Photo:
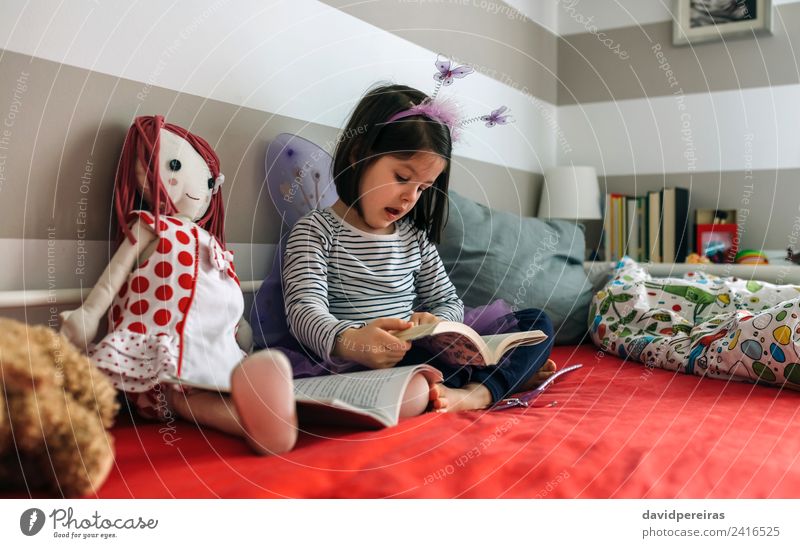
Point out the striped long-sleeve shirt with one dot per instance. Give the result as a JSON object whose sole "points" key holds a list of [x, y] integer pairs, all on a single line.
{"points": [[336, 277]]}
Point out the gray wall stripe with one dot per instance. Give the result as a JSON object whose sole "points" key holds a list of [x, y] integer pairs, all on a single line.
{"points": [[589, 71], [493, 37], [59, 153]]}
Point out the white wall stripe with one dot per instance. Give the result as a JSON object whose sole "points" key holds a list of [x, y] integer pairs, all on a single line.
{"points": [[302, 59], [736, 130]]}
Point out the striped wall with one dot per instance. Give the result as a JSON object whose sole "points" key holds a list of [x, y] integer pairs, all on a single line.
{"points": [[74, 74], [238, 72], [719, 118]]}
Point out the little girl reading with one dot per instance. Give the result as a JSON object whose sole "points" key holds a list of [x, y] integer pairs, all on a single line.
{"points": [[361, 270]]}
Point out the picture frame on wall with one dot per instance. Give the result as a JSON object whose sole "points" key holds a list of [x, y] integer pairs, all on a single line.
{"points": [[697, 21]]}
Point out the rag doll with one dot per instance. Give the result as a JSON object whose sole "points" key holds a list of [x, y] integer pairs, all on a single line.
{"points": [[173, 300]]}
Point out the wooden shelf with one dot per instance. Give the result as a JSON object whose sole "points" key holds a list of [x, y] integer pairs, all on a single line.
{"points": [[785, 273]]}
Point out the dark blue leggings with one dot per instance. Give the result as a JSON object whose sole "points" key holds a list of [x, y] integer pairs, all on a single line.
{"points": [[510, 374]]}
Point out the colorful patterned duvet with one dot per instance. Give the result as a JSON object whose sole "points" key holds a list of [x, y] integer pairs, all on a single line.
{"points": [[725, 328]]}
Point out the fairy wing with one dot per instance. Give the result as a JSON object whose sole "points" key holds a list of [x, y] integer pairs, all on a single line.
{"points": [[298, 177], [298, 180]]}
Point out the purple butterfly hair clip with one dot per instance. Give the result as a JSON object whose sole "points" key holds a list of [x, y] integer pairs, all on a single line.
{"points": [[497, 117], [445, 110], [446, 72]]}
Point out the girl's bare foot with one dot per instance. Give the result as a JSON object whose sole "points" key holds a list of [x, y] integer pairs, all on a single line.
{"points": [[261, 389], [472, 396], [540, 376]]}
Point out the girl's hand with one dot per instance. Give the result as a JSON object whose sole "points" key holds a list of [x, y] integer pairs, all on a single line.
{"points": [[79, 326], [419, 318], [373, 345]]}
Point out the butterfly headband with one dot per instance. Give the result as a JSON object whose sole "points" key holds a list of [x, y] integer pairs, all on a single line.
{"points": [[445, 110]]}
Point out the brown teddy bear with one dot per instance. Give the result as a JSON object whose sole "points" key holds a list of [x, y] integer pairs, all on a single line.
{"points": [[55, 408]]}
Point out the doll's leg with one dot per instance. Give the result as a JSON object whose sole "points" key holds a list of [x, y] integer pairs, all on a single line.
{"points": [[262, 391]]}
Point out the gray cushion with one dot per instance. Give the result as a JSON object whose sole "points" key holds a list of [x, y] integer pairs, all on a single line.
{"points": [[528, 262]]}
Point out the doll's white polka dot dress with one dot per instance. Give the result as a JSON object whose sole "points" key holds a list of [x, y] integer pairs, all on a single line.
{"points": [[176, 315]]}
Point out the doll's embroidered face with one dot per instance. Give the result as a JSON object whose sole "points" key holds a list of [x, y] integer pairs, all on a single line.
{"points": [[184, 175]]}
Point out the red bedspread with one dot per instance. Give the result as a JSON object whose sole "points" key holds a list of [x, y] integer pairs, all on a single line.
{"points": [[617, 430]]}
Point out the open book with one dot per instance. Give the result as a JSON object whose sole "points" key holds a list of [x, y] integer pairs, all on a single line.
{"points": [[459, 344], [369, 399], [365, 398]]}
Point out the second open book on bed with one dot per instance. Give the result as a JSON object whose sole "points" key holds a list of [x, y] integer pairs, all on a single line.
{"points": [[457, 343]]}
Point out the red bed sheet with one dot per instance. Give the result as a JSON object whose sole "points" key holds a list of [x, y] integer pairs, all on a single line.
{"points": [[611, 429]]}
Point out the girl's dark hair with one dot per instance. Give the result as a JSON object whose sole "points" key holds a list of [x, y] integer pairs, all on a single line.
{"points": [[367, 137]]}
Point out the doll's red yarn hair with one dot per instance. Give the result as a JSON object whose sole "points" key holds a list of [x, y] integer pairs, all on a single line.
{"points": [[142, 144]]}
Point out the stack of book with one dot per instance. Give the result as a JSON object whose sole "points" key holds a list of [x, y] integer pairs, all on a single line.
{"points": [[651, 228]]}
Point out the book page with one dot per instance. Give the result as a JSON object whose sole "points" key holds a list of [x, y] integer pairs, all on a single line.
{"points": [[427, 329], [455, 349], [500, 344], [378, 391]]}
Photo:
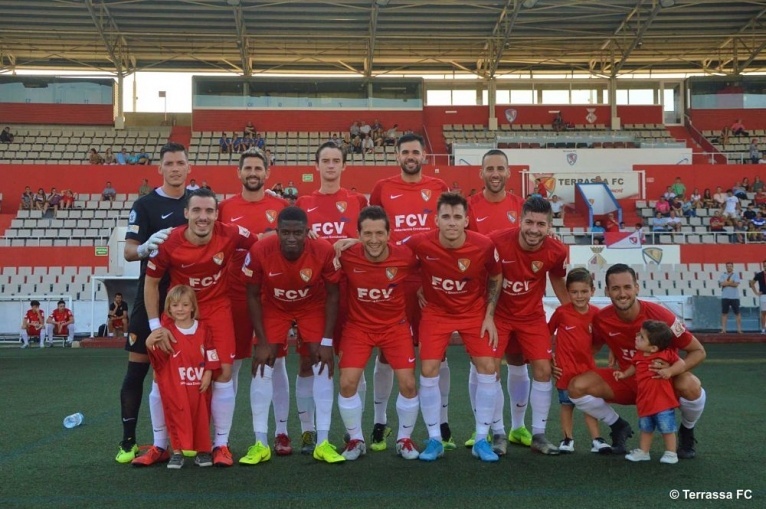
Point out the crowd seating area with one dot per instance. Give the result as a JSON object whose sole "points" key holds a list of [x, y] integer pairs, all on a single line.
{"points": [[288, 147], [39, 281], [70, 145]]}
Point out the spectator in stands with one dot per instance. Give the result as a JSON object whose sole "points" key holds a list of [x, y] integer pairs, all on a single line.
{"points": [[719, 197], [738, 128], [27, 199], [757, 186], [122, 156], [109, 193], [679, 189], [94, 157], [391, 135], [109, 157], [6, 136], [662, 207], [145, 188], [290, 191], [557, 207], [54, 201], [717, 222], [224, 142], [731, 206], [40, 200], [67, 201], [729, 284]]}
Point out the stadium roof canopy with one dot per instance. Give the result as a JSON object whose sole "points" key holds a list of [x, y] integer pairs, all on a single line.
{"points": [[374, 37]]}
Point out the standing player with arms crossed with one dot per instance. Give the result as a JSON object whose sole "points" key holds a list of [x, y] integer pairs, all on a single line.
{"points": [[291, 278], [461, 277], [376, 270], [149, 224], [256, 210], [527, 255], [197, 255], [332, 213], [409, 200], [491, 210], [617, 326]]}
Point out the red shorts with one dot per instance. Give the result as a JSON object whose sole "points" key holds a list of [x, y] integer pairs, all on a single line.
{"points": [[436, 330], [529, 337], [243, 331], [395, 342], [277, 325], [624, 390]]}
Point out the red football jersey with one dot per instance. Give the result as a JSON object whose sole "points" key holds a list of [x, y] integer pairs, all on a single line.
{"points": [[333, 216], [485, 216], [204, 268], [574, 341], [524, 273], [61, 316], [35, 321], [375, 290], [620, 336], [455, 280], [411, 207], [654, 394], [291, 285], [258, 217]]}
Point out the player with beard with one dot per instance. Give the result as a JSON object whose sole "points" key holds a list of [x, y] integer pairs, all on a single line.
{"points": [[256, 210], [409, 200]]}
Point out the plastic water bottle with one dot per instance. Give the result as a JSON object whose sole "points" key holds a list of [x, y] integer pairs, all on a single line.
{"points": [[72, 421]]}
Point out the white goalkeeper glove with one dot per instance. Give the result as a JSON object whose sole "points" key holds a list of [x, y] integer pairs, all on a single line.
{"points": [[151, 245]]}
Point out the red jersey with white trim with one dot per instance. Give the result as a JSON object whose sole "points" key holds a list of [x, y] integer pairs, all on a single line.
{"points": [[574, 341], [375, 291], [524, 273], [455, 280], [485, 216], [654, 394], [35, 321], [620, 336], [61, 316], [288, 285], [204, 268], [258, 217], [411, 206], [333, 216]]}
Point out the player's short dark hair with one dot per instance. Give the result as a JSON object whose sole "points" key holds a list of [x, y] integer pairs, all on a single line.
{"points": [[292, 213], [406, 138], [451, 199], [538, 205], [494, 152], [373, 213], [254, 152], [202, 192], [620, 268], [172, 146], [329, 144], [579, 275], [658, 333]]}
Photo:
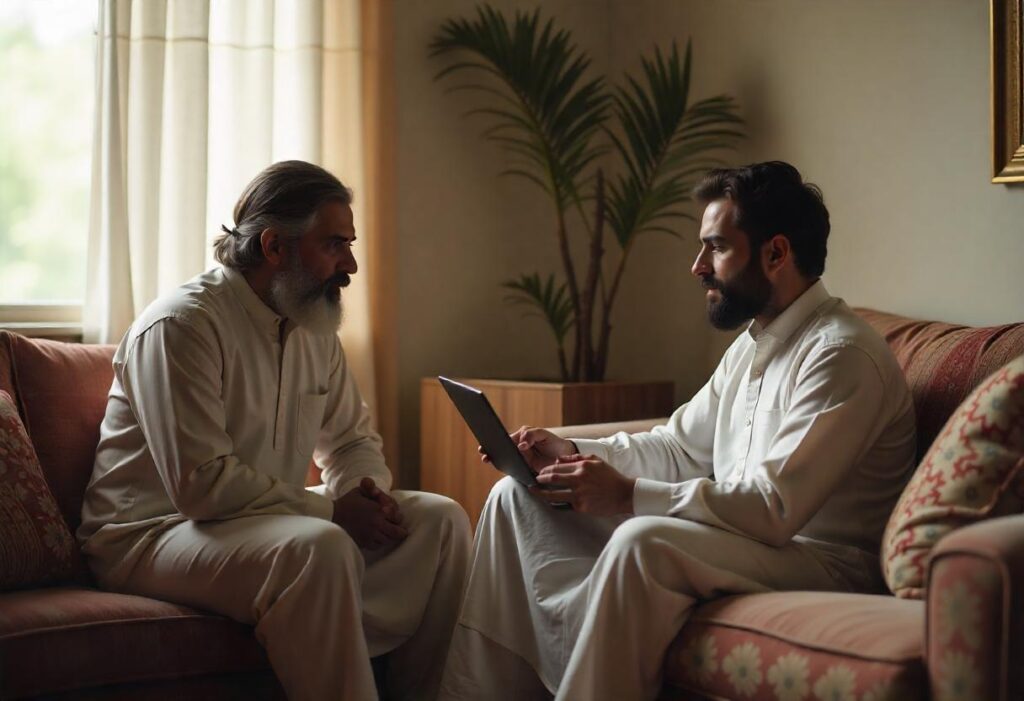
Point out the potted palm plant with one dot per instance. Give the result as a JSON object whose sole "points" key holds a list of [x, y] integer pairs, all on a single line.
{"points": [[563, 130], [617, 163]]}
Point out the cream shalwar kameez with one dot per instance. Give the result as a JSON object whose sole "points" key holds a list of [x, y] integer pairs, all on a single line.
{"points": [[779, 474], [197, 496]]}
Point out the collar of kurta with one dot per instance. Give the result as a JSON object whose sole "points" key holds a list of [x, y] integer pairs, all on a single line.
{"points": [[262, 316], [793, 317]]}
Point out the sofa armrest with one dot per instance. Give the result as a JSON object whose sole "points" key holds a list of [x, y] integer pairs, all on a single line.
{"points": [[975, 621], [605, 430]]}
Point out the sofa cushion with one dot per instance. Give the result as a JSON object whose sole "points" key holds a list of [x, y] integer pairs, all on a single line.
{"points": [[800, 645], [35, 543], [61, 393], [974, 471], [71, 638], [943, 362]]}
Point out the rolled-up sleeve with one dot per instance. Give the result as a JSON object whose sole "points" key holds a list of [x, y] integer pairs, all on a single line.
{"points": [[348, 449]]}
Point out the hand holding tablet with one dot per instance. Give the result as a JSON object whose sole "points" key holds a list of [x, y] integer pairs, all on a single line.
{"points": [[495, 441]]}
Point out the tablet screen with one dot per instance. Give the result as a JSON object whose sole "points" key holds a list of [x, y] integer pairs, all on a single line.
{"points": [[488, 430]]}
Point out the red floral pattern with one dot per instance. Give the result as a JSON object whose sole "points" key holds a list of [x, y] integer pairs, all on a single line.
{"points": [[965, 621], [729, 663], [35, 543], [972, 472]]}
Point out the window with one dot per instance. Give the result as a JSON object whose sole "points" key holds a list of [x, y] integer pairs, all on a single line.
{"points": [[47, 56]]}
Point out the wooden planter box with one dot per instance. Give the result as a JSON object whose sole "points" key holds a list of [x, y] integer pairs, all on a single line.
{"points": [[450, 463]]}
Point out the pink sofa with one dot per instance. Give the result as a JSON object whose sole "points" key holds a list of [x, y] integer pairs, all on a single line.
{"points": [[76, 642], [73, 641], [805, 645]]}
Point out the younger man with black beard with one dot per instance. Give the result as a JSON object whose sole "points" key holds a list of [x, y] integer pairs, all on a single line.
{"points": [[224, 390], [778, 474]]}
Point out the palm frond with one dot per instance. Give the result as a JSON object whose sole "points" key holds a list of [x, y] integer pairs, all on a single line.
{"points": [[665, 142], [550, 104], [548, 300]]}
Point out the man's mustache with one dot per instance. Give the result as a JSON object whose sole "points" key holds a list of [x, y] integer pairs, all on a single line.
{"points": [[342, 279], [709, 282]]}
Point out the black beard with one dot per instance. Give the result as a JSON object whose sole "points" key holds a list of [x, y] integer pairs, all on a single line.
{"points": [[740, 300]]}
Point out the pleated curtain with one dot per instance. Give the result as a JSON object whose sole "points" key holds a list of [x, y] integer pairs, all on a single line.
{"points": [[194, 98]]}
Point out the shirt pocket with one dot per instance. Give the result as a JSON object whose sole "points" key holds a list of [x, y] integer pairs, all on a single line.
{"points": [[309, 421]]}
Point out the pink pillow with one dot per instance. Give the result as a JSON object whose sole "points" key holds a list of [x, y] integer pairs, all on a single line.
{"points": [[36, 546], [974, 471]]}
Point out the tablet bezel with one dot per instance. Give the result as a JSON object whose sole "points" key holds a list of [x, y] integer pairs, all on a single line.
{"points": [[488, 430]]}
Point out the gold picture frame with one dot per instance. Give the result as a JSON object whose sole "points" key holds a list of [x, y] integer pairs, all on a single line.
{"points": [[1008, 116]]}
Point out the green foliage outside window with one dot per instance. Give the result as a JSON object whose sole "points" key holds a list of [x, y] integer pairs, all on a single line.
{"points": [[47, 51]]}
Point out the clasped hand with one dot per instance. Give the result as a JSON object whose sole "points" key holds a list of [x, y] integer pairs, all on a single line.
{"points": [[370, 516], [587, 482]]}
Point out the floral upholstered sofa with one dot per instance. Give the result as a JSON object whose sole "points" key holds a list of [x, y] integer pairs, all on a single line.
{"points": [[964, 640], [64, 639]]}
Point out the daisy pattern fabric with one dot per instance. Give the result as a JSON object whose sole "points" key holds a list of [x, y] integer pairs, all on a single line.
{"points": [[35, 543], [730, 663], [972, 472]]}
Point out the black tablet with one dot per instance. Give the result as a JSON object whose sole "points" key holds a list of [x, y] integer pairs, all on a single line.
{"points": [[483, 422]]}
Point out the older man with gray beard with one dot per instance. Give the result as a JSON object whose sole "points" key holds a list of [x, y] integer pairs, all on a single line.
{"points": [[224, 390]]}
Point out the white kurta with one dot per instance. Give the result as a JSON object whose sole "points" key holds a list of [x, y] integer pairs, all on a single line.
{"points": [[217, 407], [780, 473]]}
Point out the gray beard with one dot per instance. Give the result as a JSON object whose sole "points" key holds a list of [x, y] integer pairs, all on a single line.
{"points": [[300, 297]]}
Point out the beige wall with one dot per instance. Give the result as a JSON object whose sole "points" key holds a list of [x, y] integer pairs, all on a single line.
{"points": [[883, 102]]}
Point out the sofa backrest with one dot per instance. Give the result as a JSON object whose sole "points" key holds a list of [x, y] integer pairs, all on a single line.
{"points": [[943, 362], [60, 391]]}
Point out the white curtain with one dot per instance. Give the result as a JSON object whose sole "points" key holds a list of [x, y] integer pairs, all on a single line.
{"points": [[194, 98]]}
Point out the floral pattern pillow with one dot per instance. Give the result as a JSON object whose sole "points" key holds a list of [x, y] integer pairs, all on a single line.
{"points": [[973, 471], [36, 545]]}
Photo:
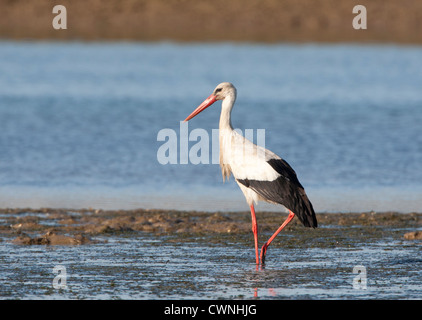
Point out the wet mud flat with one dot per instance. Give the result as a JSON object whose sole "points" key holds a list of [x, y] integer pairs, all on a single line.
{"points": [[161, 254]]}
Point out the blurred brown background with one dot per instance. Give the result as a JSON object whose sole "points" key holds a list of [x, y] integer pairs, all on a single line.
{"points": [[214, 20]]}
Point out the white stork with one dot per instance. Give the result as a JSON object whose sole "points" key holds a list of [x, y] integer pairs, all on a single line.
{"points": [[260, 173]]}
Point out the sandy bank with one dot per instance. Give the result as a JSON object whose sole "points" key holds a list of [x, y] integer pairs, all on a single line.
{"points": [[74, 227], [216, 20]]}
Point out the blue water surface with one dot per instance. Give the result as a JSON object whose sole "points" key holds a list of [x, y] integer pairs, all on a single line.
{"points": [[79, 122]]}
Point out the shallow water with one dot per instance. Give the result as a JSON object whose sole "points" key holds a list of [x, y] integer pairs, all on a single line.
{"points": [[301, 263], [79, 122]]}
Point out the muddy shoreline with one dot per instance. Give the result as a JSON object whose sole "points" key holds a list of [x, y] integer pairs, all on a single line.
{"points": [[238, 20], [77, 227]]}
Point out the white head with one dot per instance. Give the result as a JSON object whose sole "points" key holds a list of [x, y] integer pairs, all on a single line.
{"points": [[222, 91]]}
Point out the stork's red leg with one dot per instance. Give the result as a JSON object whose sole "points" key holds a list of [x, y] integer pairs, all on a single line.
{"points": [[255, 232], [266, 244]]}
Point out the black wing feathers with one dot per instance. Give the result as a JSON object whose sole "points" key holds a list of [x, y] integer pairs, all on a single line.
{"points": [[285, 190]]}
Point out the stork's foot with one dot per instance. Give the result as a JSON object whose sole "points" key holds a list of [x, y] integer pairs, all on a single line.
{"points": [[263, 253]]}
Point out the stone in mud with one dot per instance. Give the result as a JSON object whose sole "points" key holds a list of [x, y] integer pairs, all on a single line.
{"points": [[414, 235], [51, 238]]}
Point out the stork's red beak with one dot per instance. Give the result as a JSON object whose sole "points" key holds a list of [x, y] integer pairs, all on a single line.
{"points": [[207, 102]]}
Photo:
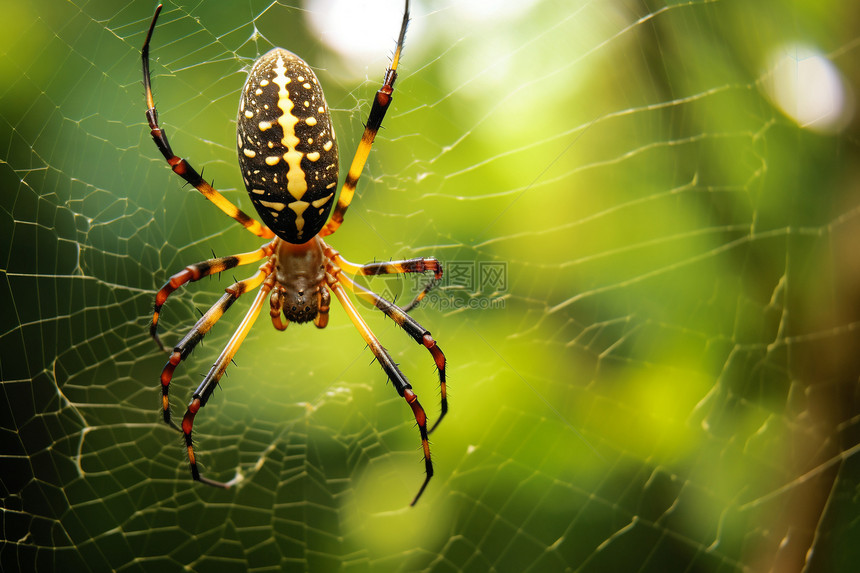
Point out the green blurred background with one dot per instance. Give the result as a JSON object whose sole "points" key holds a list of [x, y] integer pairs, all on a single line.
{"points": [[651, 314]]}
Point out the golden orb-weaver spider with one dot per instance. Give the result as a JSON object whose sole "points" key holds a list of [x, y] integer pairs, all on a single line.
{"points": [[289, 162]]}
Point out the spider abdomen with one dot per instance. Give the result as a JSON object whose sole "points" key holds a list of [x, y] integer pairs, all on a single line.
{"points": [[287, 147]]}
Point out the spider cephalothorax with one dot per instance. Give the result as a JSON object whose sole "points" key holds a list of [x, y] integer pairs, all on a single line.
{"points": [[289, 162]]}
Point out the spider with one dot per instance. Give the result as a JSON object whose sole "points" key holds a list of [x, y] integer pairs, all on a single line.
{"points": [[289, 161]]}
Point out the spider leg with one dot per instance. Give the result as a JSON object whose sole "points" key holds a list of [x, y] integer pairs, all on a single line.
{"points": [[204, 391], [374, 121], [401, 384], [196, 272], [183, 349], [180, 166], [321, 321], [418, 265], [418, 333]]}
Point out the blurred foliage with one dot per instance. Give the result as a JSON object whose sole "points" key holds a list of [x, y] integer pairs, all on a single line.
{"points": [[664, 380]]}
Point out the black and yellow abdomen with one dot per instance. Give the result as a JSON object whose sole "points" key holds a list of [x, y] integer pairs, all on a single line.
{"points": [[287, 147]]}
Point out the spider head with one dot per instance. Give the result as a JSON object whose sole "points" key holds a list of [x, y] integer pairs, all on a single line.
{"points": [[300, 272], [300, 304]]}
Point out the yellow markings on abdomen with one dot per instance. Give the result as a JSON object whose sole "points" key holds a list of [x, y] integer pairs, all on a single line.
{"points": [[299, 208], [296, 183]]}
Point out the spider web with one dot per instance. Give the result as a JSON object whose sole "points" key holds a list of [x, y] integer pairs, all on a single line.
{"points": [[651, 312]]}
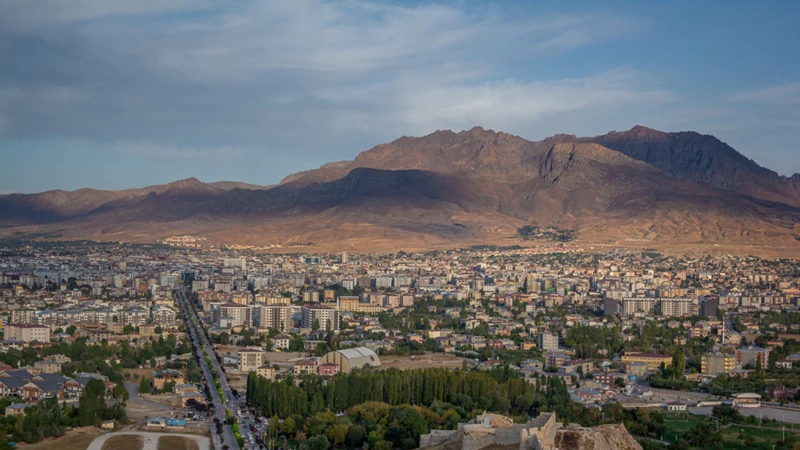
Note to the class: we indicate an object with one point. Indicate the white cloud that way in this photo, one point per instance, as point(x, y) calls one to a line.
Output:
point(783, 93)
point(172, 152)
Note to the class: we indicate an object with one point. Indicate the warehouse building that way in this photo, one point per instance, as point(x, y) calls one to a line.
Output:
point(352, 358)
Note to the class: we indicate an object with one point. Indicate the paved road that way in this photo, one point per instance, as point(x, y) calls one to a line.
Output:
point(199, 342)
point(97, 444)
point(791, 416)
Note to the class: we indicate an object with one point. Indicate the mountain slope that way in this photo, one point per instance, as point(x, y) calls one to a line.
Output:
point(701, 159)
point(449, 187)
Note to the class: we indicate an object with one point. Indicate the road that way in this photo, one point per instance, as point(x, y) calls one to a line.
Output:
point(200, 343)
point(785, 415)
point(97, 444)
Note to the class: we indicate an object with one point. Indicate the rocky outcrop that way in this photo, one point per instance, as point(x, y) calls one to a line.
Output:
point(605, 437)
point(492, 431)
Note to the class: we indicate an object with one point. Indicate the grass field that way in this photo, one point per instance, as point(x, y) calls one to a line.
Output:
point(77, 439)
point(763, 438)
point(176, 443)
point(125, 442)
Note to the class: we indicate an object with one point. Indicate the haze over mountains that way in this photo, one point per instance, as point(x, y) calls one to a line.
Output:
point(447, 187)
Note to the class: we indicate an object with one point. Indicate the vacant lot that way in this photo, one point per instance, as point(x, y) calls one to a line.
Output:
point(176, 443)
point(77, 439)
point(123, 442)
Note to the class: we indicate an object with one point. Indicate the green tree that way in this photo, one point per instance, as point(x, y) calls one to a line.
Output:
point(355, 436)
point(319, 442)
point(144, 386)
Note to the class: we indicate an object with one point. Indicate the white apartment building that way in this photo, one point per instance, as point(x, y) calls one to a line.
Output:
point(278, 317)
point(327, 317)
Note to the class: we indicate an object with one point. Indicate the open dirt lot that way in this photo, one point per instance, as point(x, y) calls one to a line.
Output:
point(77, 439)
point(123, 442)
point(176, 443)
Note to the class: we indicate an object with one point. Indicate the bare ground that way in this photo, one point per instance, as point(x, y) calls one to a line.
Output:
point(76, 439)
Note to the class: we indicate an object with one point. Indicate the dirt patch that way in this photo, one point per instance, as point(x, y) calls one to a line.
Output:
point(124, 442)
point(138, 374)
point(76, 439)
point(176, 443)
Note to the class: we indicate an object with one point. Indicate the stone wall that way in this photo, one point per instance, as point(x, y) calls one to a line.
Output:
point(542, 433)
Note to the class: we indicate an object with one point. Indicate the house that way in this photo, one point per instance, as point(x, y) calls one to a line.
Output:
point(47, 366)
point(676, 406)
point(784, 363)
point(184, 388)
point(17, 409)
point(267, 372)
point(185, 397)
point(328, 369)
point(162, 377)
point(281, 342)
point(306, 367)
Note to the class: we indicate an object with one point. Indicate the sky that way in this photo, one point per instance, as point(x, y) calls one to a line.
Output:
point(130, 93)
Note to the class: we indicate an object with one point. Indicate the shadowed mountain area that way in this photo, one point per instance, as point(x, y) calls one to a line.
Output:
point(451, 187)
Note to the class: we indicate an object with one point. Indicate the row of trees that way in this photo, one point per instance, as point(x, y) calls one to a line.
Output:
================
## WORK ITEM
Count every line above that includes the string "road", and answer with the count only.

## PROBLEM SOLUTION
2